II. La norme de contrôle

[14] Comme le présent appel est interjeté à l’encontre d’un jugement concernant une demande de contrôle judiciaire, notre Cour doit se mettre à la place de la Cour fédérale, en conformité avec les motifs de la Cour suprême du Canada dans l’arrêt Agraira c. Canada (Sécurité publique et Protection civile), 2013 CSC 36, [2013] 2 R.C.S. 559 aux paras. 45-46 [Agraira]. Notre Cour doit déterminer si la Cour fédérale a retenu la norme de contrôle appropriée et si elle l’a appliquée correctement. Récemment, dans l’arrêt Office régional de la santé du Nord c. Horrocks, 2021 CSC 42, 462 D.L.R. (4e) 585, la Cour suprême du Canada a rejeté l’invitation qui lui avait été soumise de réexaminer l’arrêt Agraira, et elle a confirmé que les principes qui y sont énoncés continuent de s’appliquer.

| OBJECTIFS |
1: Résumez en quelques phrases le paragraphe de l'extrait sur la norme de contrôle qui commence par « Comme le présent appel est interjeté », en conservant ses faits essentiels.
2: Reproduisez fidèlement le passage de l'extrait sur la norme de contrôle compris entre « [14] Comme le » et « continuent de s’appliquer. », ces deux segments inclus.

| SEGMENT DE DONNÉES |
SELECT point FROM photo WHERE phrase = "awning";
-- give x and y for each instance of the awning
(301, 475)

| CORRIGÉS DÉTAILLÉS |
1: L'appel visant un jugement rendu sur une demande de contrôle judiciaire, la Cour doit se mettre à la place de la Cour fédérale, conformément à l'arrêt Agraira c. Canada (Sécurité publique et Protection civile), 2013 CSC 36, de la Cour suprême du Canada. Elle doit vérifier si la Cour fédérale a retenu la norme de contrôle appropriée et si elle l'a appliquée correctement. Dans l'arrêt Office régional de la santé du Nord c. Horrocks, 2021 CSC 42, la Cour suprême a refusé de réexaminer l'arrêt Agraira et a confirmé que ses principes s'appliquent toujours.

2:
[14] Comme le présent appel est interjeté à l’encontre d’un jugement concernant une demande de contrôle judiciaire, notre Cour doit se mettre à la place de la Cour fédérale, en conformité avec les motifs de la Cour suprême du Canada dans l’arrêt Agraira c. Canada (Sécurité publique et Protection civile), 2013 CSC 36, [2013] 2 R.C.S. 559 aux paras. 45-46 [Agraira]. Notre Cour doit déterminer si la Cour fédérale a retenu la norme de contrôle appropriée et si elle l’a appliquée correctement. Récemment, dans l’arrêt Office régional de la santé du Nord c. Horrocks, 2021 CSC 42, 462 D.L.R. (4e) 585, la Cour suprême du Canada a rejeté l’invitation qui lui avait été soumise de réexaminer l’arrêt Agraira, et elle a confirmé que les principes qui y sont énoncés continuent de s’appliquer.